▸ **Cel ćwiczenia**:
Przedstaw wszystkie poniższe pozycje jako tabelę Markdown o kolumnach „Nr” i „Treść”, podając w pierwszej kolejny numer wiersza, a w drugiej sam wiersz. Puste wiersze pomiń.

_ _ _ _

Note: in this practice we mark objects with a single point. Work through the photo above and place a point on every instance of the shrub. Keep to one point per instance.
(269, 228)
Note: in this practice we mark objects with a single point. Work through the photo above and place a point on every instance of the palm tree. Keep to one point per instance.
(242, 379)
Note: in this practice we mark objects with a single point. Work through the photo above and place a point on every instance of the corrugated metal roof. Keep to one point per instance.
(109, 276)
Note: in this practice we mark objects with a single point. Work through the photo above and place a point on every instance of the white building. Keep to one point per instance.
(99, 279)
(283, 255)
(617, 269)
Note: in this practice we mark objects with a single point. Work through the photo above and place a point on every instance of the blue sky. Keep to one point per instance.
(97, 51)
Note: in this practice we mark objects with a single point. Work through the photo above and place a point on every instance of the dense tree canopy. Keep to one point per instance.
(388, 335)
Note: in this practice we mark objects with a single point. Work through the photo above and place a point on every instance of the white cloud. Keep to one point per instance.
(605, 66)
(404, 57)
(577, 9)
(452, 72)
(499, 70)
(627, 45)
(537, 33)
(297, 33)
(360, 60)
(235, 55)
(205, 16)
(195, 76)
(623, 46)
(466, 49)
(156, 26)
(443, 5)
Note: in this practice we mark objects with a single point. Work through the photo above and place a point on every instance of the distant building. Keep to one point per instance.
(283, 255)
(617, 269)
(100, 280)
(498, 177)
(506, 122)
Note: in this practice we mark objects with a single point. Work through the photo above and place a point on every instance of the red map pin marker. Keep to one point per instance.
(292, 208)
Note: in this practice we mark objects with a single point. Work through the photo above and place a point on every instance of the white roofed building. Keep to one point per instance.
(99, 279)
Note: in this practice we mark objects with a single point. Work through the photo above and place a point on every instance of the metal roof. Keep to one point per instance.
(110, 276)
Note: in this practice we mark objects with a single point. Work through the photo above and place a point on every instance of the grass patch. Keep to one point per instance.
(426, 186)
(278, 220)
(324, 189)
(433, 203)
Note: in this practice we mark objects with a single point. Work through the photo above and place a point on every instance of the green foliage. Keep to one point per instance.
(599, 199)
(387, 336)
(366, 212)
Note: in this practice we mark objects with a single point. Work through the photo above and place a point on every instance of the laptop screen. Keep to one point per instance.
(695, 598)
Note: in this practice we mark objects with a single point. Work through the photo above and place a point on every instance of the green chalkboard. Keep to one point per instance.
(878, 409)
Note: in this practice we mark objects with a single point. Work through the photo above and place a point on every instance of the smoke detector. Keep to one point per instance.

_ _ _ _

▸ **Pełne rozwiązanie**:
| Nr | Treść |
|---|---|
| 1 | Note: in this practice we mark objects with a single point. Work through the photo above and place a point on every instance of the shrub. Keep to one point per instance. |
| 2 | (269, 228) |
| 3 | Note: in this practice we mark objects with a single point. Work through the photo above and place a point on every instance of the palm tree. Keep to one point per instance. |
| 4 | (242, 379) |
| 5 | Note: in this practice we mark objects with a single point. Work through the photo above and place a point on every instance of the corrugated metal roof. Keep to one point per instance. |
| 6 | (109, 276) |
| 7 | Note: in this practice we mark objects with a single point. Work through the photo above and place a point on every instance of the white building. Keep to one point per instance. |
| 8 | (99, 279) |
| 9 | (283, 255) |
| 10 | (617, 269) |
| 11 | Note: in this practice we mark objects with a single point. Work through the photo above and place a point on every instance of the blue sky. Keep to one point per instance. |
| 12 | (97, 51) |
| 13 | Note: in this practice we mark objects with a single point. Work through the photo above and place a point on every instance of the dense tree canopy. Keep to one point per instance. |
| 14 | (388, 335) |
| 15 | Note: in this practice we mark objects with a single point. Work through the photo above and place a point on every instance of the white cloud. Keep to one point per instance. |
| 16 | (605, 66) |
| 17 | (404, 57) |
| 18 | (577, 9) |
| 19 | (452, 72) |
| 20 | (499, 70) |
| 21 | (627, 45) |
| 22 | (537, 33) |
| 23 | (297, 33) |
| 24 | (360, 60) |
| 25 | (235, 55) |
| 26 | (205, 16) |
| 27 | (195, 76) |
| 28 | (623, 46) |
| 29 | (466, 49) |
| 30 | (156, 26) |
| 31 | (443, 5) |
| 32 | Note: in this practice we mark objects with a single point. Work through the photo above and place a point on every instance of the distant building. Keep to one point per instance. |
| 33 | (283, 255) |
| 34 | (617, 269) |
| 35 | (100, 280) |
| 36 | (498, 177) |
| 37 | (506, 122) |
| 38 | Note: in this practice we mark objects with a single point. Work through the photo above and place a point on every instance of the red map pin marker. Keep to one point per instance. |
| 39 | (292, 208) |
| 40 | Note: in this practice we mark objects with a single point. Work through the photo above and place a point on every instance of the white roofed building. Keep to one point per instance. |
| 41 | (99, 279) |
| 42 | Note: in this practice we mark objects with a single point. Work through the photo above and place a point on every instance of the metal roof. Keep to one point per instance. |
| 43 | (110, 276) |
| 44 | Note: in this practice we mark objects with a single point. Work through the photo above and place a point on every instance of the grass patch. Keep to one point per instance. |
| 45 | (426, 186) |
| 46 | (278, 220) |
| 47 | (324, 189) |
| 48 | (433, 203) |
| 49 | Note: in this practice we mark objects with a single point. Work through the photo above and place a point on every instance of the green foliage. Keep to one point per instance. |
| 50 | (599, 199) |
| 51 | (387, 336) |
| 52 | (366, 212) |
| 53 | Note: in this practice we mark objects with a single point. Work through the photo above and place a point on every instance of the laptop screen. Keep to one point per instance. |
| 54 | (695, 598) |
| 55 | Note: in this practice we mark objects with a single point. Work through the photo above and place a point on every instance of the green chalkboard. Keep to one point per instance. |
| 56 | (878, 409) |
| 57 | Note: in this practice we mark objects with a single point. Work through the photo above and place a point on every instance of the smoke detector. Keep to one point per instance. |